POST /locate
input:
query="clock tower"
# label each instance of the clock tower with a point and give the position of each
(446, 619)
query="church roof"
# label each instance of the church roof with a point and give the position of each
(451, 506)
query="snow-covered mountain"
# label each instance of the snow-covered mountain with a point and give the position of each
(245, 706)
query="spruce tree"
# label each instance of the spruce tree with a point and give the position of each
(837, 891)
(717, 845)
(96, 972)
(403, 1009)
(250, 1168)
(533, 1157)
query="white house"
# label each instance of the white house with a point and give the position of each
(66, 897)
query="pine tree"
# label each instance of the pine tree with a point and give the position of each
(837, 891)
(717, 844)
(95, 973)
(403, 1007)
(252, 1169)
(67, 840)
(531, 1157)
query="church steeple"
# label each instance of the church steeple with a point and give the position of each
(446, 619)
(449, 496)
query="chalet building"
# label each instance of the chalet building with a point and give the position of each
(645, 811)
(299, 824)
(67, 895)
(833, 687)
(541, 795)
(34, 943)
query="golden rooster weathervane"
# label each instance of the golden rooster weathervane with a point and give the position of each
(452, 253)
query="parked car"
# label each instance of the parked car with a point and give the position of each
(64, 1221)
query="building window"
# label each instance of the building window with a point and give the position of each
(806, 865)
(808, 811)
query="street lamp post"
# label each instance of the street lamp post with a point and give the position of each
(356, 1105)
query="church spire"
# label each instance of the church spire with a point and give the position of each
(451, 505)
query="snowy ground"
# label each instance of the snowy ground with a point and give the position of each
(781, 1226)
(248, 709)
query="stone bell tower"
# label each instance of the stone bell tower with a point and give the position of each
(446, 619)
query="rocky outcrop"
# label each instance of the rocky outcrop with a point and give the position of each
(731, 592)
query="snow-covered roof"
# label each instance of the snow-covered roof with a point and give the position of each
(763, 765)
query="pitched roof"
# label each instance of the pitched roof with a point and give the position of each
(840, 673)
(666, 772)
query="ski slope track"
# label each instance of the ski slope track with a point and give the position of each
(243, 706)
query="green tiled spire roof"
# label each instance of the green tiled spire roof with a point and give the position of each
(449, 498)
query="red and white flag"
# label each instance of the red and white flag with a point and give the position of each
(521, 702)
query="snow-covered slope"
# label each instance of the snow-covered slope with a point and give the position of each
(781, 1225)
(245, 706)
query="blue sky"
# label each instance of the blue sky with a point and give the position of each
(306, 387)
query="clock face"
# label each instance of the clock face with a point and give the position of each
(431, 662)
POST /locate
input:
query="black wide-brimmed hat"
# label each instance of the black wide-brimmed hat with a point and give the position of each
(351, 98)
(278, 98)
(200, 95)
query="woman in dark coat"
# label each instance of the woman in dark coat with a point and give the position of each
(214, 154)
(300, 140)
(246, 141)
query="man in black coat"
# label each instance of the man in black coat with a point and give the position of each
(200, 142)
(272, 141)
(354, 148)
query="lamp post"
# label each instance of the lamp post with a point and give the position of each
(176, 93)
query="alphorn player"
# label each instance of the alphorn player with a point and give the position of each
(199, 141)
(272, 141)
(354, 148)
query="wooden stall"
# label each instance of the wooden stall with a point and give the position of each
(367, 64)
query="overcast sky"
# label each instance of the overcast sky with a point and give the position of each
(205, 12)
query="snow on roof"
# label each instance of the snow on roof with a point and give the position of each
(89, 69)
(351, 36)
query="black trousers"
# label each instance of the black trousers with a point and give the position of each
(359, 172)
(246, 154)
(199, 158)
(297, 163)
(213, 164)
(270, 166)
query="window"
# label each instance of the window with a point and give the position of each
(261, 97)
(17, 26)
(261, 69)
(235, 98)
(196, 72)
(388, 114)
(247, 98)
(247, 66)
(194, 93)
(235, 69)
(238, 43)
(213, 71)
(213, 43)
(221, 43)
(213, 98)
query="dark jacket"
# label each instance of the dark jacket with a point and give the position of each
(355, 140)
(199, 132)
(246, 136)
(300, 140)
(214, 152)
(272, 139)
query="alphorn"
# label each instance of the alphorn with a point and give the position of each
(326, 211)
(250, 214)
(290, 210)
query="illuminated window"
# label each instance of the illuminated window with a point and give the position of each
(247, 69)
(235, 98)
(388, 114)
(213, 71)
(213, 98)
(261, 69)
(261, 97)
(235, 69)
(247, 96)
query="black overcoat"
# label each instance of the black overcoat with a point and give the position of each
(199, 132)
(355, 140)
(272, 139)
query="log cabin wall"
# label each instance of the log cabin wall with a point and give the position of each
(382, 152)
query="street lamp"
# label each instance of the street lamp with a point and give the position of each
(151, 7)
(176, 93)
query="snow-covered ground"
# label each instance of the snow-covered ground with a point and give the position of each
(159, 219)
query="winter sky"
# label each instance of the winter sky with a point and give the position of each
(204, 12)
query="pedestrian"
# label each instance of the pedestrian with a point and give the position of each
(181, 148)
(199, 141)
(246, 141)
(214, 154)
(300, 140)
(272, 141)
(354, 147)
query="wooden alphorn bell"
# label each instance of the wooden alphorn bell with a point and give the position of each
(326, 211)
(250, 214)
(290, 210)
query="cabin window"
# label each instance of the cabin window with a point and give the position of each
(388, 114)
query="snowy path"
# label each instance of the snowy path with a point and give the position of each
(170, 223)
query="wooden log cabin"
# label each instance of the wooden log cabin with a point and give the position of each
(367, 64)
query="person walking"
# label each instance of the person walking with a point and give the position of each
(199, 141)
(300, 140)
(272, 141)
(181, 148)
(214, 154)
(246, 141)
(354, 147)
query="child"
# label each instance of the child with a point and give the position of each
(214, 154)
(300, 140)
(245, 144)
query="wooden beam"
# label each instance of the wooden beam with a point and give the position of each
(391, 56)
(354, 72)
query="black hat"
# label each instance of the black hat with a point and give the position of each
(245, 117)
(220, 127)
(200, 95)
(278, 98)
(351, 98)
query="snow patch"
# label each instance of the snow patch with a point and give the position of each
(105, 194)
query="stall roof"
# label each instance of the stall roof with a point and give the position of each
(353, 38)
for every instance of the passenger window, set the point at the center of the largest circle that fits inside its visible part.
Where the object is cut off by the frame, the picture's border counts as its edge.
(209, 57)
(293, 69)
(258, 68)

● ● ●

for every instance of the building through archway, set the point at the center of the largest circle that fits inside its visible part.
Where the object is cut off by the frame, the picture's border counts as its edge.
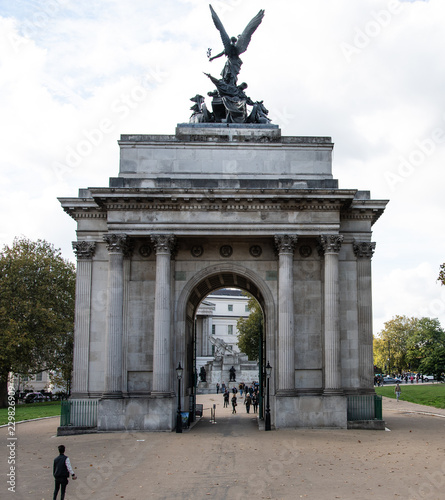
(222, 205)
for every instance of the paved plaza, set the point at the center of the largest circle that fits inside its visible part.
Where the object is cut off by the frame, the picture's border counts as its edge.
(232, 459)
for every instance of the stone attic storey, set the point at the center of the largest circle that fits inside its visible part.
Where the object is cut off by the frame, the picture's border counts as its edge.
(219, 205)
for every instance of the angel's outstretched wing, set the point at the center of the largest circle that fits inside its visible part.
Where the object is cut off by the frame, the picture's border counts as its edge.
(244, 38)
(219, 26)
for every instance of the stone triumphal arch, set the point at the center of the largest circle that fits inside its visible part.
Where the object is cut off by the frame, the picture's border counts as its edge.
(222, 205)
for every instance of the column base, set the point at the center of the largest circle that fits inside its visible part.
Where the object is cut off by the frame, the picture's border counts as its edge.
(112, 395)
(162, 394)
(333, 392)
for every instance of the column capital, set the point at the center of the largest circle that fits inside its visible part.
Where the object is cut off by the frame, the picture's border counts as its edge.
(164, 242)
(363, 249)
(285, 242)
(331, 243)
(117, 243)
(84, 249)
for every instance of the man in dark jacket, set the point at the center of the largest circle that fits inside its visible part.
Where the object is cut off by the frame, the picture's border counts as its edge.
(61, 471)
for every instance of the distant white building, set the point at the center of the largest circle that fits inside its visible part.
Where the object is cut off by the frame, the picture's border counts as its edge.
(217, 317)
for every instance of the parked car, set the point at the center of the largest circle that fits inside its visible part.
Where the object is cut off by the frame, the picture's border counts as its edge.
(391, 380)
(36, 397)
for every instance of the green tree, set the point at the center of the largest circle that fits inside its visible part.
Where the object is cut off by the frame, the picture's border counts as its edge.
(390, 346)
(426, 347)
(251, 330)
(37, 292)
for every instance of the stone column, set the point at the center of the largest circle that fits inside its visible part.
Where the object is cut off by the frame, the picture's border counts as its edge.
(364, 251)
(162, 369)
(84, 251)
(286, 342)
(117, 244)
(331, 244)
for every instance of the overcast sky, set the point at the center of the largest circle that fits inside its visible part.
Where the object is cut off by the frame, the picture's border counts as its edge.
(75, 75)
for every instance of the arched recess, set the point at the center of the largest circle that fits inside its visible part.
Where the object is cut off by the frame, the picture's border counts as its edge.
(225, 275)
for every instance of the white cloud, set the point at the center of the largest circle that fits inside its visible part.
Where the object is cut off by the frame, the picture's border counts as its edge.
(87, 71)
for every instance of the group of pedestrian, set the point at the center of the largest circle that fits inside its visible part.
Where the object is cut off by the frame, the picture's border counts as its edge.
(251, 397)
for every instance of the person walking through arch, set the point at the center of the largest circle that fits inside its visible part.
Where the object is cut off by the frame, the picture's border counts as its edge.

● ● ●

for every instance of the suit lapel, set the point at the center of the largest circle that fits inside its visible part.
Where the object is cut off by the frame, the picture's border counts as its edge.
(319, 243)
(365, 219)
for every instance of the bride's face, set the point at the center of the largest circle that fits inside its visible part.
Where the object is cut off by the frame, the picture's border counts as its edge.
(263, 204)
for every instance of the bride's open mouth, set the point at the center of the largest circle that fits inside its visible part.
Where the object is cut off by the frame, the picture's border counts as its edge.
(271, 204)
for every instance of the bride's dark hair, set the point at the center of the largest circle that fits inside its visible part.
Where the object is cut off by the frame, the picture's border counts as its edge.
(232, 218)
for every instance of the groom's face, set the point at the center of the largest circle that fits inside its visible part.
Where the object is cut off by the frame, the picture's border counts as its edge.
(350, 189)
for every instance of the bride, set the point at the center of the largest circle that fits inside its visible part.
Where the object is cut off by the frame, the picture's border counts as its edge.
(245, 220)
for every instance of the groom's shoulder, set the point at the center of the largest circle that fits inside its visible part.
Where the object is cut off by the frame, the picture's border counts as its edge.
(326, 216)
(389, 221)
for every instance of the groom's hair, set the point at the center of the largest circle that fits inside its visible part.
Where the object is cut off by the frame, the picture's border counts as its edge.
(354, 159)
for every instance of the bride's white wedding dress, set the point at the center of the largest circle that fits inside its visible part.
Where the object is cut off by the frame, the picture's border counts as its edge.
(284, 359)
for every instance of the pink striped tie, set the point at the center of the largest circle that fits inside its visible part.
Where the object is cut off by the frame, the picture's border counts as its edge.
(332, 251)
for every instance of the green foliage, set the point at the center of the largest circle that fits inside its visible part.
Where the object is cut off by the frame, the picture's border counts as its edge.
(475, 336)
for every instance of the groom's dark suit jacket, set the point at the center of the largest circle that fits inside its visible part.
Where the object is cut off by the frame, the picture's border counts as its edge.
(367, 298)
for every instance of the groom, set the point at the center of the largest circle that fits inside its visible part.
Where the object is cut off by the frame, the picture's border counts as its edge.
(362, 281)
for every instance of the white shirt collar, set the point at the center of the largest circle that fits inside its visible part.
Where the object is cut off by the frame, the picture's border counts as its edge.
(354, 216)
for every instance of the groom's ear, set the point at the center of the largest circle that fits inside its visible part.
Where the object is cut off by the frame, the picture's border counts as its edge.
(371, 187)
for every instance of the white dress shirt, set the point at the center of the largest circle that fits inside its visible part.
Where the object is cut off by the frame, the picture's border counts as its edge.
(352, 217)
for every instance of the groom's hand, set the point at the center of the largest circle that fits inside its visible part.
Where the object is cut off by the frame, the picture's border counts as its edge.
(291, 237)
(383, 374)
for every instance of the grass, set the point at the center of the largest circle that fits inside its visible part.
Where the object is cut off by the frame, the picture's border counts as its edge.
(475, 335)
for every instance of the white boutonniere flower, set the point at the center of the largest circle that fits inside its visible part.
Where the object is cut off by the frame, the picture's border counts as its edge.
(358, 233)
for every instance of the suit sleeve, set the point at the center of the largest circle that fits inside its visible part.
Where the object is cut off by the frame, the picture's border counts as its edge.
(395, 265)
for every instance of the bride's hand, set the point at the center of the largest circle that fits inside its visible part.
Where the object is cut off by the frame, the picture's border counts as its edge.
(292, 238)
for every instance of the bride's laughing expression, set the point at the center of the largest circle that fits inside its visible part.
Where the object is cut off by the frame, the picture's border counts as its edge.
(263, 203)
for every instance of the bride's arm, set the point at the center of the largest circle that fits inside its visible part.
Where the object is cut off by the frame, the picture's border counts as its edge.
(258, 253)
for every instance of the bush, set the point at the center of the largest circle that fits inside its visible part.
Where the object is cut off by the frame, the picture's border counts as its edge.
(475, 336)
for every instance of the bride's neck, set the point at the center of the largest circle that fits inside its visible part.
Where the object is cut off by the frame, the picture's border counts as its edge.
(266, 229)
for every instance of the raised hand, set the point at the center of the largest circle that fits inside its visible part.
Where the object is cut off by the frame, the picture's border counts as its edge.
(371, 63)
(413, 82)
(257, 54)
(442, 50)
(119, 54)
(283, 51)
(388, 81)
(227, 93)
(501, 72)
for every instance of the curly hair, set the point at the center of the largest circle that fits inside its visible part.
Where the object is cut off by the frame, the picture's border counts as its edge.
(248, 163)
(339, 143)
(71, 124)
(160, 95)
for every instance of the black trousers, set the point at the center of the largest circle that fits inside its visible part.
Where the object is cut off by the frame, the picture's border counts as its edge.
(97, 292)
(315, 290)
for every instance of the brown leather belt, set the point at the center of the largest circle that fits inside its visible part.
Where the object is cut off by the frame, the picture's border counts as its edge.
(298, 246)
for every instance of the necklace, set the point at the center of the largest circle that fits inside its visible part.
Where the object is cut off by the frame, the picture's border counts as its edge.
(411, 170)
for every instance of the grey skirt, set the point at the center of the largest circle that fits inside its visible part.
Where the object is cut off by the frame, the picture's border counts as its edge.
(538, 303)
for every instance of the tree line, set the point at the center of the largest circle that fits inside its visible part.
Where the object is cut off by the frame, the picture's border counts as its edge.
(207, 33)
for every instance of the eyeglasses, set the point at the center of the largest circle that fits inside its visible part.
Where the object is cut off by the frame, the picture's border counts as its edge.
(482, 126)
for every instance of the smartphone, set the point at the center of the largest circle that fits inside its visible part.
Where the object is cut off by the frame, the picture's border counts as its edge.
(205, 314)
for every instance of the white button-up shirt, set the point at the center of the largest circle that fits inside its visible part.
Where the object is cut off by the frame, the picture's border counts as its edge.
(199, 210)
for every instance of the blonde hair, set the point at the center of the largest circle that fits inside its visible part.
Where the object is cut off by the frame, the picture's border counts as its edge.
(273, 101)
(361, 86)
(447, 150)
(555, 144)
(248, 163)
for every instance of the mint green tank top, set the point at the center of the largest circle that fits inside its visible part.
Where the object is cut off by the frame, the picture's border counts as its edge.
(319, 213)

● ● ●

→ Instructions to follow
The word "through" appears in some lines above. Return every one of those lines.

→ Response
for every instance of the building through archway, set the point at the center of the largest circle that fits inside its visible part.
for every instance of the person walking through arch, set the point at the center of the largest circle that fits inside its visible part.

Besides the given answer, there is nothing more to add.